#### Task objective:
Scale every answer coordinate by 1.95 and round to whole numbers, with halves rounded up, then write out again only the lines starting with the line with "Indicate the sea foam" and going on through the last line below, requests included. Leave the numbers in the requests and their sample points unchanged.

====== The input ======

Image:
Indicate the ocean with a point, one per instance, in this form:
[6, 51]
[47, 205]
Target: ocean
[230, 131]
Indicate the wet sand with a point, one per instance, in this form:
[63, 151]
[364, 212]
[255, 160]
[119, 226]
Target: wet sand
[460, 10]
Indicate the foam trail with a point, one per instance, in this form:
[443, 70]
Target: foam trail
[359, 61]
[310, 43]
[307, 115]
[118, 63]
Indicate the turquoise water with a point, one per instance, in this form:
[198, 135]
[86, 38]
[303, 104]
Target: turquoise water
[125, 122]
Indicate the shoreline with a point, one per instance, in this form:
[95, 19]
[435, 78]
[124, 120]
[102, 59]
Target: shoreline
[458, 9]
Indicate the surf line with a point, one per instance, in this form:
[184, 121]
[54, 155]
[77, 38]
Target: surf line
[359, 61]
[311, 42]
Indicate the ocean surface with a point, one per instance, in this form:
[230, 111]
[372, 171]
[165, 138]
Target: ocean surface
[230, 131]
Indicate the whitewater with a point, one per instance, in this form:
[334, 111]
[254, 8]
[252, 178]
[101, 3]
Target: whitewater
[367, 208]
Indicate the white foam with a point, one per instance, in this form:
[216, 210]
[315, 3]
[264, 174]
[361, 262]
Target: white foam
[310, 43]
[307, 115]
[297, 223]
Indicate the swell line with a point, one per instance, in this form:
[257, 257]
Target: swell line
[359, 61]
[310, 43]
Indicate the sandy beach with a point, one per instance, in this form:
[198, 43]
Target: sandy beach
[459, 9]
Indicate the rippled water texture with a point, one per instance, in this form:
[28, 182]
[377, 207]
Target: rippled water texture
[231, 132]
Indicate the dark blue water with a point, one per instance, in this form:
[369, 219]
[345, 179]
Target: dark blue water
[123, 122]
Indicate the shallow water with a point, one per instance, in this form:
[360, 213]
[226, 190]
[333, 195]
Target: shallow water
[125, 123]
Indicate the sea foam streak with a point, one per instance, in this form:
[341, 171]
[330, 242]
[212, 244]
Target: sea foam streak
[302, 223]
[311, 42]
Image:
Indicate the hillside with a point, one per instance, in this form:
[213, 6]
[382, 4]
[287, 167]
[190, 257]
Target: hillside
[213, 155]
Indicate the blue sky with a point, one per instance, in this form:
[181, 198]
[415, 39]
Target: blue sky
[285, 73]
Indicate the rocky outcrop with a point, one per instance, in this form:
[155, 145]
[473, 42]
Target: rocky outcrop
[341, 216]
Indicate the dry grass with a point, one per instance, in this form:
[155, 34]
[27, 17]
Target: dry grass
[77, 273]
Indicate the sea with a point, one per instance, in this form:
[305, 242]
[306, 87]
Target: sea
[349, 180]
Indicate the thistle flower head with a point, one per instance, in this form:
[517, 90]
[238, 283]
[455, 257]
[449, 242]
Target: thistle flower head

======

#### The result:
Indicate the sea foam streak with a point, one per instance, in this form:
[341, 171]
[330, 242]
[212, 244]
Target: sea foam streak
[589, 435]
[606, 82]
Image:
Indicate the hillside with a point, one per instance, in this form:
[213, 6]
[382, 4]
[287, 167]
[190, 257]
Target: hillside
[415, 302]
Indicate the blue sky with a point, one per instance, in this form:
[181, 198]
[415, 39]
Target: blue sky
[556, 142]
Indicate the rocky outcrop with a point, one per instance, in this form:
[155, 145]
[473, 42]
Target: rocky outcrop
[665, 421]
Indicate the dry grass with a point, one per instance, in this form:
[155, 34]
[27, 17]
Target: dry grass
[150, 532]
Indicate the sea with a point, one per instance, in this form:
[305, 242]
[306, 87]
Target: sea
[681, 351]
Indicate the thistle flower head with a point, one per instance, in this form:
[517, 90]
[238, 283]
[455, 257]
[449, 242]
Target: thistle flower head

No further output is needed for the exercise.